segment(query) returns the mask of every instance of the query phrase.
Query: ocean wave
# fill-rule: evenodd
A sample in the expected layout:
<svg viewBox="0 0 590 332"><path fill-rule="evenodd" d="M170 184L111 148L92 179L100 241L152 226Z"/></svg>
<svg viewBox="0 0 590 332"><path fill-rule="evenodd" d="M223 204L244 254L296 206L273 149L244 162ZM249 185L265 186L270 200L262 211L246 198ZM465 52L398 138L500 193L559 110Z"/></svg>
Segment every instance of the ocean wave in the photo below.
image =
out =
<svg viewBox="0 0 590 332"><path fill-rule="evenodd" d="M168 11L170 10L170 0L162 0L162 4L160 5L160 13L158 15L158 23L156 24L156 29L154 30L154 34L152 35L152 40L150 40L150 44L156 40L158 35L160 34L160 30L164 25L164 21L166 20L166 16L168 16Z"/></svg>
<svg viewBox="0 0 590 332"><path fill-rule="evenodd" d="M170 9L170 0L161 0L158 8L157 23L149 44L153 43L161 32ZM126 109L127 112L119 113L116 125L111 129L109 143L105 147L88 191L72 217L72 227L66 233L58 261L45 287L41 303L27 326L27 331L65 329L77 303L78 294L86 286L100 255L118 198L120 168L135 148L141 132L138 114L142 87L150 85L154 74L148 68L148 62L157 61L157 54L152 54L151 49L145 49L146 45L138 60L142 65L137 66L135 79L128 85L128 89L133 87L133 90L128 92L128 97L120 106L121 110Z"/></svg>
* * *
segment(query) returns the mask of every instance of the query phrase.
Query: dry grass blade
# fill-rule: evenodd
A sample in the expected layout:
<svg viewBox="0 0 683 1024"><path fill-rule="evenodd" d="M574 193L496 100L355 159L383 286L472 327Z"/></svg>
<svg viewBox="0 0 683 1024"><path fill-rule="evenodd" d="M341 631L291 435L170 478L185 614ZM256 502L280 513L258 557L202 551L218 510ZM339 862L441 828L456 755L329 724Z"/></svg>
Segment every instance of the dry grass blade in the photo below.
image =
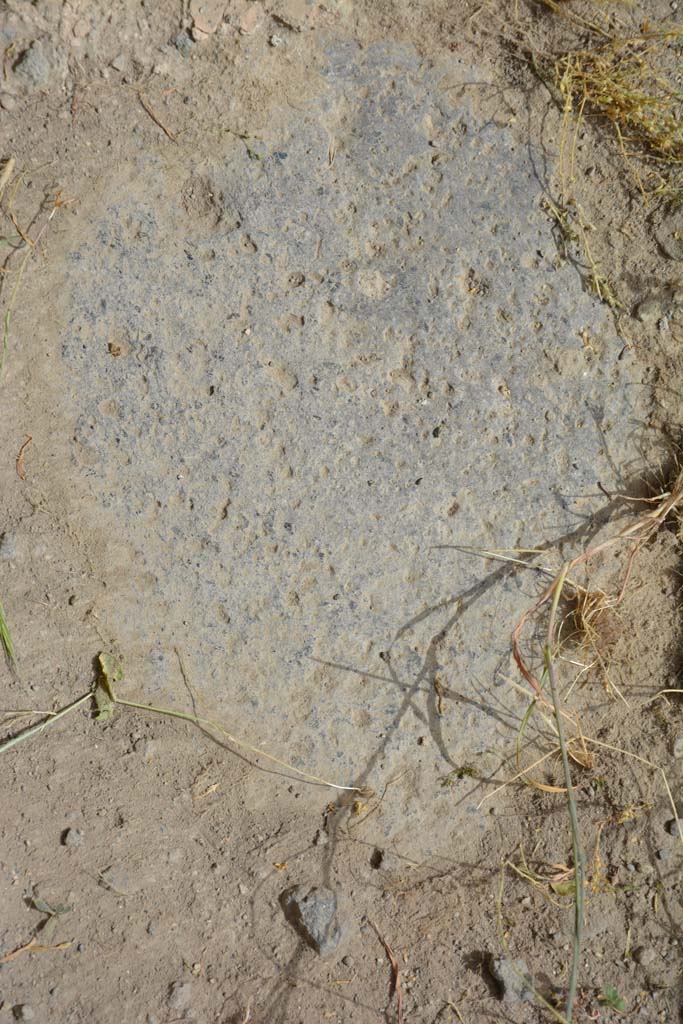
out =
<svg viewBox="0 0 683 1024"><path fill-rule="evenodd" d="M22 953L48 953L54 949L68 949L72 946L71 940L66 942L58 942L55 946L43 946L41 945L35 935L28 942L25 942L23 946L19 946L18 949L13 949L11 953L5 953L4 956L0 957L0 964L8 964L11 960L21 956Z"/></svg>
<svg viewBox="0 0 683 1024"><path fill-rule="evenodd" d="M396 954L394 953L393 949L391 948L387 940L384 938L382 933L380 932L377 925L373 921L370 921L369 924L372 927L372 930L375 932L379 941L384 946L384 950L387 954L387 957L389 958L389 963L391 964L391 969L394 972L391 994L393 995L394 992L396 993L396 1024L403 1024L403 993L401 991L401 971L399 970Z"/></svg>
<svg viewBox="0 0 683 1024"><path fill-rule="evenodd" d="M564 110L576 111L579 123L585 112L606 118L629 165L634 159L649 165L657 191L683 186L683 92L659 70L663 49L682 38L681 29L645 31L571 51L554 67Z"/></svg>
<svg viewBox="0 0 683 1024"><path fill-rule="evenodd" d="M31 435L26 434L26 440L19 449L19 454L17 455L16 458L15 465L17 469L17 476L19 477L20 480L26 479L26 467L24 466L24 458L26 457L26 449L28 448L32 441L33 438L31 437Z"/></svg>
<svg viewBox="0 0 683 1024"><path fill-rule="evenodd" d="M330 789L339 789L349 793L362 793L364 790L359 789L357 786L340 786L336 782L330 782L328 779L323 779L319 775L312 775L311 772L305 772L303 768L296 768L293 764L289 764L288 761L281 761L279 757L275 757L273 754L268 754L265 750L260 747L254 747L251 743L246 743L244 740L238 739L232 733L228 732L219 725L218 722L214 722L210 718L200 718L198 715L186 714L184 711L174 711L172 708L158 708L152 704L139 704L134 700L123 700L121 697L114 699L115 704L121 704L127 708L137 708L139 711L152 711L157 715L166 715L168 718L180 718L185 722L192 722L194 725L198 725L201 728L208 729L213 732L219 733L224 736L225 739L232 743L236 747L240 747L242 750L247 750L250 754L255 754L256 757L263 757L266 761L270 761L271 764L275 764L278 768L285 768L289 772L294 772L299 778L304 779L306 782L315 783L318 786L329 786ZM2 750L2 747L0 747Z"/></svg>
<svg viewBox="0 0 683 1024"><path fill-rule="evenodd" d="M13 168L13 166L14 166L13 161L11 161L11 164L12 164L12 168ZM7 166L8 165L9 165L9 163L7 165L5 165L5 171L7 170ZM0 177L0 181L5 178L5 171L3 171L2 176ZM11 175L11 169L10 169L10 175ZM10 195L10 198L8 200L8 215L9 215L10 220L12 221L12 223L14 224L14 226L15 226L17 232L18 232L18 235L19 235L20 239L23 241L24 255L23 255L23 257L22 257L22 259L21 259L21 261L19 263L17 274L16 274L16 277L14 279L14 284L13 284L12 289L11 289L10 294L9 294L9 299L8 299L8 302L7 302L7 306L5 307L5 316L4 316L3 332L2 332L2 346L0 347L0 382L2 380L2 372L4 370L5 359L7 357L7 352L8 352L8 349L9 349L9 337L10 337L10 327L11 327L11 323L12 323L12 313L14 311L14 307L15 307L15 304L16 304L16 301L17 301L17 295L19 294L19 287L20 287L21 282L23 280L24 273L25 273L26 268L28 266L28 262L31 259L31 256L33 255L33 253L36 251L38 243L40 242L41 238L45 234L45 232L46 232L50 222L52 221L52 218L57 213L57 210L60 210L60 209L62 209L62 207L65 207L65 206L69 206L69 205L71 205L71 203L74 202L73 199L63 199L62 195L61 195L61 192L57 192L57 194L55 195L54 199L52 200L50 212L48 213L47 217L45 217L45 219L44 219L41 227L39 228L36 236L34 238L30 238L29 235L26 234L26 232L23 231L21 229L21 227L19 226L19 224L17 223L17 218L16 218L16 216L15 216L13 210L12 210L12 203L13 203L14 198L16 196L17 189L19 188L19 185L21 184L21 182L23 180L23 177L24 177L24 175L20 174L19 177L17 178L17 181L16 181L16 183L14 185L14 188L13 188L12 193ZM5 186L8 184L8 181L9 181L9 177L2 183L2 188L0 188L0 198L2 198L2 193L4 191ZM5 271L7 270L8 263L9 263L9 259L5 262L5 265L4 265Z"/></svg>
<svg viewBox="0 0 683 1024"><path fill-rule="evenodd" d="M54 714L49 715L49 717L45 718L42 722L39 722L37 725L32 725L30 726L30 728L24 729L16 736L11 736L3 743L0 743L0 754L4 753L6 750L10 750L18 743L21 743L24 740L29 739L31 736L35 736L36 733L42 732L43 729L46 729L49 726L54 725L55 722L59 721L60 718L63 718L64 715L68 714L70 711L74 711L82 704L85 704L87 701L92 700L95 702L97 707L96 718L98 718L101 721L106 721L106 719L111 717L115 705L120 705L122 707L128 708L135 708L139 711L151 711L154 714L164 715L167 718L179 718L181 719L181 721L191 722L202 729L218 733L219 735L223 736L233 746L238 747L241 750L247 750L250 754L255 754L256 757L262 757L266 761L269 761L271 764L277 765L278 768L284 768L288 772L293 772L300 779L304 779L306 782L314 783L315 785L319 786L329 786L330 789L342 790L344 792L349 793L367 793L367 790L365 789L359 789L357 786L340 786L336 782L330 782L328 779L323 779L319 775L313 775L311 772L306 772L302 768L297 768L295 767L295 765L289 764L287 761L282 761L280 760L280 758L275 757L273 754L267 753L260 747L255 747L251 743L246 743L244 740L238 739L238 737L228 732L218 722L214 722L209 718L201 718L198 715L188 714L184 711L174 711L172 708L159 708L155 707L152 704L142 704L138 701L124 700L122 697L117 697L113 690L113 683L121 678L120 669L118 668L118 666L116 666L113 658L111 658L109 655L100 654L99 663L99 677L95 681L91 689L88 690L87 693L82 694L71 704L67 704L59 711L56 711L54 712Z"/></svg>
...
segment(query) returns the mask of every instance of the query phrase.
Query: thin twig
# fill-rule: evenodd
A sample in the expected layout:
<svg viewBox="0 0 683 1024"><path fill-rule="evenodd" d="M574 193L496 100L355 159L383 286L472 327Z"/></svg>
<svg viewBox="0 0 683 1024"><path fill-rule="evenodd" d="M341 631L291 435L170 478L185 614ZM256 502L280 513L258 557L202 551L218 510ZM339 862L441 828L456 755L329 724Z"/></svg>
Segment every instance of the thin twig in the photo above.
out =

■ WHAT TO DO:
The word is "twig". Copy every line above where it appears.

■ RESULT OF THE EXERCISE:
Query: thin twig
Segment every instance of the thin twig in the photo above.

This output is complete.